[Extracted records]

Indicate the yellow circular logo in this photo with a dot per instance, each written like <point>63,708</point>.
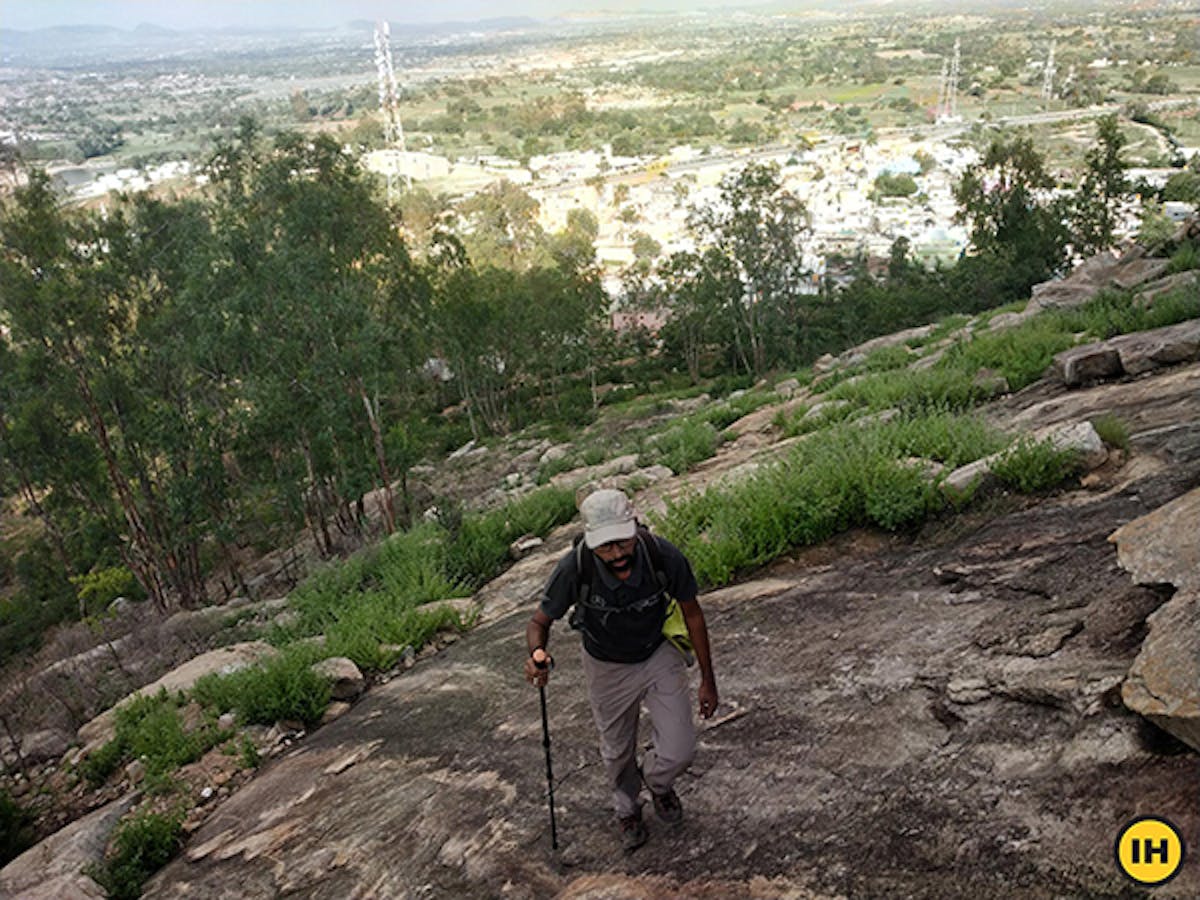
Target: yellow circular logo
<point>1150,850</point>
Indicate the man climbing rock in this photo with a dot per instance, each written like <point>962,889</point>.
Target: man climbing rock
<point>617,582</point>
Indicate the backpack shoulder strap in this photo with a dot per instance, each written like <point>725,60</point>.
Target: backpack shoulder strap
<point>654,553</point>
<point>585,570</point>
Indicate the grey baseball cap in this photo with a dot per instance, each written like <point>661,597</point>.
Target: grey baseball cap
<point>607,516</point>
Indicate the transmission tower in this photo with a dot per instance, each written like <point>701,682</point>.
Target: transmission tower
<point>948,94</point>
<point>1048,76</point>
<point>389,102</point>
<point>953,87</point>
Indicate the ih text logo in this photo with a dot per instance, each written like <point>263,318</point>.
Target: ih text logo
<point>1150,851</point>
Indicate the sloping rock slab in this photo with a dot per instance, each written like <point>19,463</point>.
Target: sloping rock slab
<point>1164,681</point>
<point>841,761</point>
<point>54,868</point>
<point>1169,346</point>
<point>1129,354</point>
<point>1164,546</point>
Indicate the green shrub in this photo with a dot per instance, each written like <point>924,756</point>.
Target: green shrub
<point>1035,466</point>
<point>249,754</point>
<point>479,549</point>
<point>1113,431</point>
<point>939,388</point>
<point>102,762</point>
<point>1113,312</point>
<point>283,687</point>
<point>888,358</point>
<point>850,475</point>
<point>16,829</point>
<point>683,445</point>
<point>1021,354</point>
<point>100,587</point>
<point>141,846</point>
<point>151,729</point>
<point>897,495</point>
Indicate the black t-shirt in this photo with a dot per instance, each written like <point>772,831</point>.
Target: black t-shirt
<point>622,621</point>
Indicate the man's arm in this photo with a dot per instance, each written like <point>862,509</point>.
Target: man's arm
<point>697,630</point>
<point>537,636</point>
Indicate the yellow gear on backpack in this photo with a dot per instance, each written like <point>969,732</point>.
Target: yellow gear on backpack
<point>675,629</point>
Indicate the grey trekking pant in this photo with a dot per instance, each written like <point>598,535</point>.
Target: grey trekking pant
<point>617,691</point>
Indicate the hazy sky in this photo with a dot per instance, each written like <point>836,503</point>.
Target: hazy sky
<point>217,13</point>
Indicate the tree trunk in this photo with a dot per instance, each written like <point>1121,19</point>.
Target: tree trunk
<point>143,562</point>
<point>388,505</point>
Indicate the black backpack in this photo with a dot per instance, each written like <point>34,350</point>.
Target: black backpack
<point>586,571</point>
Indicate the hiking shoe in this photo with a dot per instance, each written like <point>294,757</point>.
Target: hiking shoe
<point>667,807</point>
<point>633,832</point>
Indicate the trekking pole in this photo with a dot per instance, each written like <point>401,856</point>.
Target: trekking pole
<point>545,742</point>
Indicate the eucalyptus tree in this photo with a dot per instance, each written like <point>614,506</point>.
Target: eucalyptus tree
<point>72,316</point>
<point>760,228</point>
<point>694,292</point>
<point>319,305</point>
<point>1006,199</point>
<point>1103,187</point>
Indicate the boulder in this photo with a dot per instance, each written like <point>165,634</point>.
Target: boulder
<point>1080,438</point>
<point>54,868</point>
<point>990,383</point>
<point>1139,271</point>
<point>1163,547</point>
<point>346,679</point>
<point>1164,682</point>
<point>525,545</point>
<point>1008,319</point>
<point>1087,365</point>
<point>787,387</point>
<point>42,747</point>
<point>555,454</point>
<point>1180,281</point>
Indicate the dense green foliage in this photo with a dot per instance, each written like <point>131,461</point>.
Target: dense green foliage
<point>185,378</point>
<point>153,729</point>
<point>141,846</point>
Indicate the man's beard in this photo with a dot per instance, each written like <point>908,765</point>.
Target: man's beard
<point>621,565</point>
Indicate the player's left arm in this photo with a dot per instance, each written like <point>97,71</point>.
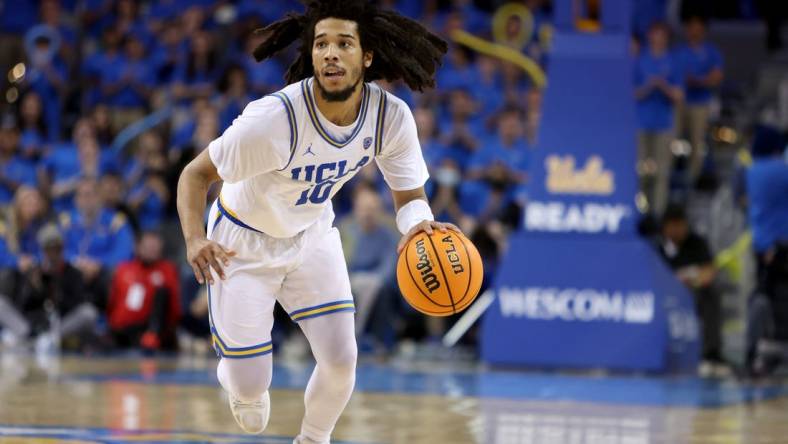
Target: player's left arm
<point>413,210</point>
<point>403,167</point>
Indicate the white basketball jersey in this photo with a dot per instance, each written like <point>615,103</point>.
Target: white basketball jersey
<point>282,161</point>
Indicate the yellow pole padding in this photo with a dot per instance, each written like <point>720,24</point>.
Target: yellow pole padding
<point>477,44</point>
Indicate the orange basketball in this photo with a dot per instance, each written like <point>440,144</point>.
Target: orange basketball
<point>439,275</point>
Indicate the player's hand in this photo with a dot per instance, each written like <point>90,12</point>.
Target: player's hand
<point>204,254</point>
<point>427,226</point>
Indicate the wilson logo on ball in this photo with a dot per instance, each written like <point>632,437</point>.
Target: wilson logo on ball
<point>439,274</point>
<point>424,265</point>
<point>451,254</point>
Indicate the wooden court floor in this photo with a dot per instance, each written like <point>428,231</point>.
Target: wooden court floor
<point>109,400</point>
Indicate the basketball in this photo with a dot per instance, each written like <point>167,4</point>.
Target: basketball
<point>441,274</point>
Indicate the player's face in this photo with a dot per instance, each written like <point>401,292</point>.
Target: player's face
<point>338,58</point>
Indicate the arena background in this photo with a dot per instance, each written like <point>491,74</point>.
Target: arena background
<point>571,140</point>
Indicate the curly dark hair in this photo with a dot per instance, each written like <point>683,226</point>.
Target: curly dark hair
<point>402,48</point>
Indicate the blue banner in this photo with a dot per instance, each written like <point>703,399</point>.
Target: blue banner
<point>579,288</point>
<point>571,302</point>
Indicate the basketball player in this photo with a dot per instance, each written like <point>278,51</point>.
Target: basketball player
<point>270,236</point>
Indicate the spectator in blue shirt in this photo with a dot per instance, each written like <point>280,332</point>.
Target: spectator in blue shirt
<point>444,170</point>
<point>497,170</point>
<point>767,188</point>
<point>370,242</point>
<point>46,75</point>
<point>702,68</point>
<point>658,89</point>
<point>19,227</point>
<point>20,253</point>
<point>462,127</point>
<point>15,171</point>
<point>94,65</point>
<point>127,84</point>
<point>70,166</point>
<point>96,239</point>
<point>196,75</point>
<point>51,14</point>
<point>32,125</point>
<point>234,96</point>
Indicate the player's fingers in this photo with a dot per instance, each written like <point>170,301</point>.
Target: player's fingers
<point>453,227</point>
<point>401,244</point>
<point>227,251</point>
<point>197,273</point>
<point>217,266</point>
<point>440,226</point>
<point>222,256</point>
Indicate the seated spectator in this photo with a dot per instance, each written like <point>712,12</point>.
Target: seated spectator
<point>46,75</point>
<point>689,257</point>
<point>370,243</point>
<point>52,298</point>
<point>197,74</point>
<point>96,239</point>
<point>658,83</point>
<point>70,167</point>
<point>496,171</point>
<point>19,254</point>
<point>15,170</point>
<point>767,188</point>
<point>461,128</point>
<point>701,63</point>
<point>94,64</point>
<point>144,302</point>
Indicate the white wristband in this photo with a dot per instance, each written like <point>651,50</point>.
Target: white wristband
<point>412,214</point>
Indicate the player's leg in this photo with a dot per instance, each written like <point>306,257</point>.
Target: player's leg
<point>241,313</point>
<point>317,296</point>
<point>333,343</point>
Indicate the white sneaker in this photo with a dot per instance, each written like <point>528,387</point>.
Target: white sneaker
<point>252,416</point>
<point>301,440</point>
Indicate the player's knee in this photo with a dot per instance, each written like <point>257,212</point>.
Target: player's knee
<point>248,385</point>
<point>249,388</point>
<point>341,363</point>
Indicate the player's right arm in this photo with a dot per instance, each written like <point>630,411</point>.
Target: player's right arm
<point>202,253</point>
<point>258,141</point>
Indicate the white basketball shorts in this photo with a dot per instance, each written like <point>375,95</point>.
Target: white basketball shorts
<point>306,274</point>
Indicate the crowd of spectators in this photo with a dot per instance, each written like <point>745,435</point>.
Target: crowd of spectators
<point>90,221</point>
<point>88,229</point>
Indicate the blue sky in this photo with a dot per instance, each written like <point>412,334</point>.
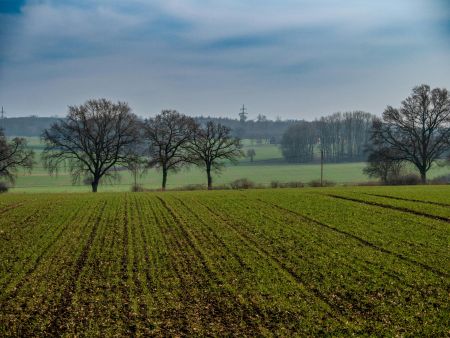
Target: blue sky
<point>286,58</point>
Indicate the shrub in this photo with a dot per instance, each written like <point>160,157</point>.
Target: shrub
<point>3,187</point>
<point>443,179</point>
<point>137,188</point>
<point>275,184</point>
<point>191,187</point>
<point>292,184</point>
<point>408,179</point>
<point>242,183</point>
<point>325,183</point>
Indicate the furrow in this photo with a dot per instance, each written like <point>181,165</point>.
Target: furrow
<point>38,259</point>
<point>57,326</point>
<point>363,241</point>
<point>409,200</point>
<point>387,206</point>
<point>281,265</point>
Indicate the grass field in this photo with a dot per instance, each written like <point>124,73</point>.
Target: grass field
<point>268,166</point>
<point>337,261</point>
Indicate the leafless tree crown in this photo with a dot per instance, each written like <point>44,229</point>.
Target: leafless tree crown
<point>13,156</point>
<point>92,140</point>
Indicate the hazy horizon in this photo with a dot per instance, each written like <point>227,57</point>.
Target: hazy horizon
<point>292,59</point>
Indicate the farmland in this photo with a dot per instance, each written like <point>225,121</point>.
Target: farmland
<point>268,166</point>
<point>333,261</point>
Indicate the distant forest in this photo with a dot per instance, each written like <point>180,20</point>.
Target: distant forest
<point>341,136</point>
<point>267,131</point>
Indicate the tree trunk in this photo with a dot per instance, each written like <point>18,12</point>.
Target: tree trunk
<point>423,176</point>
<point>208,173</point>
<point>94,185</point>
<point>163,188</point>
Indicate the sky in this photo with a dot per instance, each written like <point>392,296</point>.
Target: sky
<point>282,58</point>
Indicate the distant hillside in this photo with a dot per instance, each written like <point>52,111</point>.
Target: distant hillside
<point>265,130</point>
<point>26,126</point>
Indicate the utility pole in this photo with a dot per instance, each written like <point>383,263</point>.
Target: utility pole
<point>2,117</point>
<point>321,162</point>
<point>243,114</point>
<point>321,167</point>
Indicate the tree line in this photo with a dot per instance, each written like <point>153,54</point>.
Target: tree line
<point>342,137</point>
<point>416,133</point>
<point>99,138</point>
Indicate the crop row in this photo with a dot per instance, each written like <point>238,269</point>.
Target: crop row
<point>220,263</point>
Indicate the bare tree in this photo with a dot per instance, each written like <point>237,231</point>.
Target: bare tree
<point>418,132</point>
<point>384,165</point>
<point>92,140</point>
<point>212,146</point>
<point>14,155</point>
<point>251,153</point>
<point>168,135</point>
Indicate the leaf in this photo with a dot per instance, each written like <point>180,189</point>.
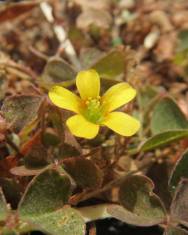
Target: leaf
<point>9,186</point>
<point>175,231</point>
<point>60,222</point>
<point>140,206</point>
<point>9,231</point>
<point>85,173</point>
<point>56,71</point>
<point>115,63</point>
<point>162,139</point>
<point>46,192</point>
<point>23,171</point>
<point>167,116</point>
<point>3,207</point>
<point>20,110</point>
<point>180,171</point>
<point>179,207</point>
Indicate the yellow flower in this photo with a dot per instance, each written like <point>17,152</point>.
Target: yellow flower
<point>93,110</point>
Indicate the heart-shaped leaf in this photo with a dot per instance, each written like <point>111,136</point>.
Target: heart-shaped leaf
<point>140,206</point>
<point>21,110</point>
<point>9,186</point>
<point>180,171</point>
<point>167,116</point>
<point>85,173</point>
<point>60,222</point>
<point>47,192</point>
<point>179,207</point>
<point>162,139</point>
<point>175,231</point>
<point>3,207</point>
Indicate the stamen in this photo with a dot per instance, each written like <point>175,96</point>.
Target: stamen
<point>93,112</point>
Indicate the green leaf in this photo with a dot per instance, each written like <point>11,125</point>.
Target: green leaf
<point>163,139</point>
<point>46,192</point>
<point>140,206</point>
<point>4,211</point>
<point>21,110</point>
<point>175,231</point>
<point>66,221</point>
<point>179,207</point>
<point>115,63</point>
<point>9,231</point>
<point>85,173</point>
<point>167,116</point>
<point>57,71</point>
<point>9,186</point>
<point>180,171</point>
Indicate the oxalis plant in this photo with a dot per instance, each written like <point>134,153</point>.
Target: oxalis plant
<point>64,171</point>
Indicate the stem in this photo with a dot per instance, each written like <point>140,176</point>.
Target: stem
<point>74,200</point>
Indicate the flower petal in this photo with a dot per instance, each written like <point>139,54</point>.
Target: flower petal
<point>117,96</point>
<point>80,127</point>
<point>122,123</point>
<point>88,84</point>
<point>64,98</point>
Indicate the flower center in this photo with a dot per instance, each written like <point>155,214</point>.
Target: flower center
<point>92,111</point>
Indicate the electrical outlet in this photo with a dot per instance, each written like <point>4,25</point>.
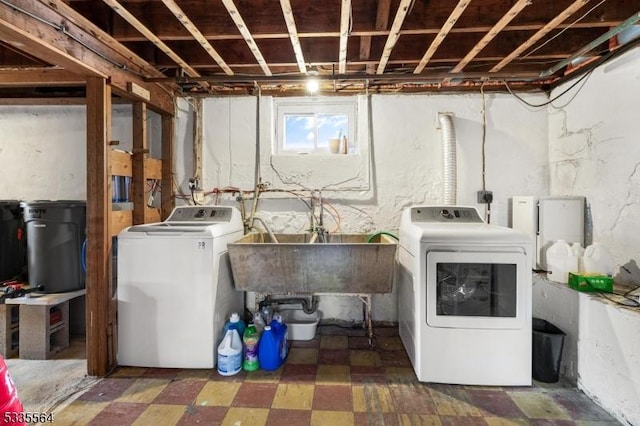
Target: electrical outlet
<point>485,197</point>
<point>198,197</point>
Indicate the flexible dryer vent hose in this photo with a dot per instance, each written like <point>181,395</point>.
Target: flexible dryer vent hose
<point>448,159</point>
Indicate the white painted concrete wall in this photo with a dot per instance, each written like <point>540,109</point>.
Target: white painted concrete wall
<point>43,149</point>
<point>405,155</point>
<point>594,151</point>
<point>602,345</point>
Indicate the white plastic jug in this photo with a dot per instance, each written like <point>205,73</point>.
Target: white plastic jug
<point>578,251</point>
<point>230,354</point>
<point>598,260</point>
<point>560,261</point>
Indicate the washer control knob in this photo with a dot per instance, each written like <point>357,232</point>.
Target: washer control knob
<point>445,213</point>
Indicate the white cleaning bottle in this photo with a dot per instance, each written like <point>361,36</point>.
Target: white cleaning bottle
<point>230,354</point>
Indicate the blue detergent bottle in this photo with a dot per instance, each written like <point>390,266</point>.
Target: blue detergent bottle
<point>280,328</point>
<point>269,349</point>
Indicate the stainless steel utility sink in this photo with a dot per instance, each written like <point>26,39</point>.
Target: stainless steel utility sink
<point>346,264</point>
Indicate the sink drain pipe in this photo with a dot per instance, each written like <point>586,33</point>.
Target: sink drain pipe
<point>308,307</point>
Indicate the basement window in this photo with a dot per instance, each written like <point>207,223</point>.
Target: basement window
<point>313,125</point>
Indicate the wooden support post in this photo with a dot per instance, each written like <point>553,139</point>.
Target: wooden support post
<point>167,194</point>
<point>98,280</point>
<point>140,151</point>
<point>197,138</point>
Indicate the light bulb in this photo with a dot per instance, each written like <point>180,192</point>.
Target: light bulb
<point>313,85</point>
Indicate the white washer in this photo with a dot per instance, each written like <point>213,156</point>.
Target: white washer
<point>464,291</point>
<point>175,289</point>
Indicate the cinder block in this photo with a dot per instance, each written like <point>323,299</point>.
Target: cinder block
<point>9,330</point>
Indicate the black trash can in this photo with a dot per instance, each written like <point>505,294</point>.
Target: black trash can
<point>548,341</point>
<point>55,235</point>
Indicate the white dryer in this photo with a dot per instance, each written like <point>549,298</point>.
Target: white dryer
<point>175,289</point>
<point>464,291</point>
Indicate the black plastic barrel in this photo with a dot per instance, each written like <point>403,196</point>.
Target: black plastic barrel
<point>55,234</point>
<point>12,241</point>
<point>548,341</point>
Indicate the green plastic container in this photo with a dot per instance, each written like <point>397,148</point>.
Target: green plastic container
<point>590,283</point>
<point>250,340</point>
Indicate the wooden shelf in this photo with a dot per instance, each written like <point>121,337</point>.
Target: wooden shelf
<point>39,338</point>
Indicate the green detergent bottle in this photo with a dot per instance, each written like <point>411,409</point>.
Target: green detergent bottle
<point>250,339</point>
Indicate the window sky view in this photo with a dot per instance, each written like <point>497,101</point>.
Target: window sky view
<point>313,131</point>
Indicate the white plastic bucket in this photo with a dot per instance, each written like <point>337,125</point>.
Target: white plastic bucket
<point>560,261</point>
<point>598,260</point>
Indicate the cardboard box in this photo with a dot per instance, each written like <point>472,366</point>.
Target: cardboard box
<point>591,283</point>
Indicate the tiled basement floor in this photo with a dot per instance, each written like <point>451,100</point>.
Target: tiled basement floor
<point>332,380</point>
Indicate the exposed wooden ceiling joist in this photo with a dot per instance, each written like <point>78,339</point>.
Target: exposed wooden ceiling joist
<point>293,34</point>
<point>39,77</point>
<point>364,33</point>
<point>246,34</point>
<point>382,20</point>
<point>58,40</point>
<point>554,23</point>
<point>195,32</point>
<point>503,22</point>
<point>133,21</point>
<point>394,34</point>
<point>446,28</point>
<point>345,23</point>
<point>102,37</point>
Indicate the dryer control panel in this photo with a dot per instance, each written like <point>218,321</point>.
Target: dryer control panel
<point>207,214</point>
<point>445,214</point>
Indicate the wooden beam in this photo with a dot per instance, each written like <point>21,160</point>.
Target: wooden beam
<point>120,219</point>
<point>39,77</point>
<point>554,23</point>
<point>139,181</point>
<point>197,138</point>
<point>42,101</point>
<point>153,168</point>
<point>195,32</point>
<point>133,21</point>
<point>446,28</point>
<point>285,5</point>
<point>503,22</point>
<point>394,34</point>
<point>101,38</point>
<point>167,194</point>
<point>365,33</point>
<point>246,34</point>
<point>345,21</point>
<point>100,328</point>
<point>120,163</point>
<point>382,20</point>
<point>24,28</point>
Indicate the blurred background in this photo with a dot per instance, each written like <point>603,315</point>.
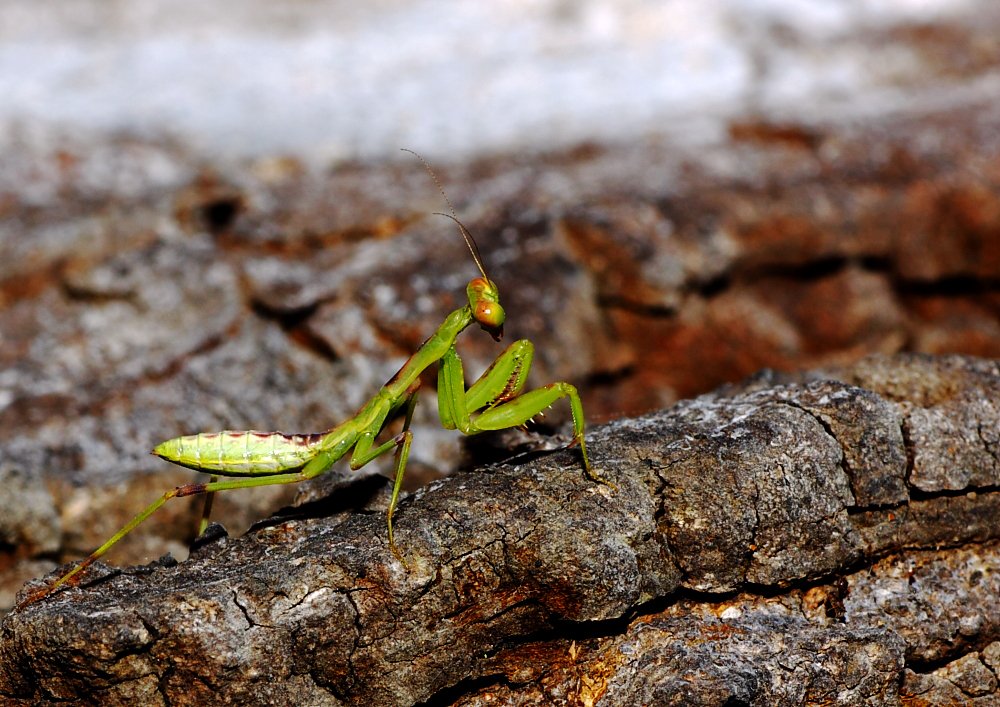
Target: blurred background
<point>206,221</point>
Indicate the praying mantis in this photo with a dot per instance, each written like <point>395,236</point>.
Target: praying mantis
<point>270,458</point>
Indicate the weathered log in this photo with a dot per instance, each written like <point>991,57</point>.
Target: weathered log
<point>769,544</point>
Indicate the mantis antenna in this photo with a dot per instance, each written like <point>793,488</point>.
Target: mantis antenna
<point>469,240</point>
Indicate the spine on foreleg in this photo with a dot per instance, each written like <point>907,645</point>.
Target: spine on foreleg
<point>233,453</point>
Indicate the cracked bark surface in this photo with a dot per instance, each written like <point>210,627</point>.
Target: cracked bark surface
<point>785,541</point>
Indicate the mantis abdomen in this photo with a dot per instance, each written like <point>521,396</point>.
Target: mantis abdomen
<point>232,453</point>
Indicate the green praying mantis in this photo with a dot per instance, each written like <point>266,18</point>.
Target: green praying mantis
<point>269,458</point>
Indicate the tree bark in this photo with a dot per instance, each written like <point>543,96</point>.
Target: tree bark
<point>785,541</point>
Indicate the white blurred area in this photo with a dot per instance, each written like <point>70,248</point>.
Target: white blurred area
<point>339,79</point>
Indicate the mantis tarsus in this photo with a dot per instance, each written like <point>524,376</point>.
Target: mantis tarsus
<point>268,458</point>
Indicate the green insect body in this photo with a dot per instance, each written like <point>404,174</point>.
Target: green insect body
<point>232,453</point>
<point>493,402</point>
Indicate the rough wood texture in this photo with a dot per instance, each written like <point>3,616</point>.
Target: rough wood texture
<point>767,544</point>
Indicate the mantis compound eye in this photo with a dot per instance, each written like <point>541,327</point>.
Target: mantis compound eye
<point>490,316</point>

▶ Task brief
Above are records; repeat only the lines starting at the line with "Indicate the leafless" and ending at the line with "Indicate the leaf in", exactly as they appear, both included.

▶ Your solution
Indicate the leafless tree crown in this photo with a dot per instance, each written like <point>44,229</point>.
Target: leafless tree crown
<point>13,156</point>
<point>92,140</point>
Indicate the hazy horizon in this photo with a dot per instance, each written like <point>227,57</point>.
Target: hazy horizon
<point>292,59</point>
Indicate the farmland in this photo with a dot per instance, each written like <point>225,121</point>.
Target: farmland
<point>268,166</point>
<point>333,261</point>
Indicate the distant forest in this photo with a dot per instance, each written like <point>180,20</point>.
Target: distant forest
<point>341,136</point>
<point>267,131</point>
Indicate the tree trunk in this photo with a dot per instance, each written like <point>18,12</point>.
Target: tree trunk
<point>423,176</point>
<point>208,173</point>
<point>94,185</point>
<point>163,188</point>
Indicate the sky in this photo with a dot per instance, each written like <point>392,296</point>.
Target: sky
<point>282,58</point>
Indicate the distant hillside in this photo with a dot per instance, each written like <point>52,111</point>.
Target: distant hillside
<point>265,130</point>
<point>26,126</point>
Indicate the utility pole in this photo with a dot per instance, each written like <point>383,263</point>.
Target: utility pole
<point>2,117</point>
<point>321,162</point>
<point>243,114</point>
<point>321,167</point>
Indicate the tree line in this photo with a dot per instance, each written like <point>153,54</point>.
Target: tree line
<point>342,137</point>
<point>416,133</point>
<point>99,138</point>
Indicate the crop row in this photo with a dot per instance, each written like <point>238,269</point>.
Target: crop row
<point>220,263</point>
Indicate the bare tree in this photo with a dot per instance, each written like <point>237,231</point>.
Target: bare tree
<point>418,132</point>
<point>384,165</point>
<point>92,140</point>
<point>212,146</point>
<point>14,155</point>
<point>251,153</point>
<point>168,135</point>
Indicate the leaf in this photo with a dot per instance, each written like <point>180,189</point>.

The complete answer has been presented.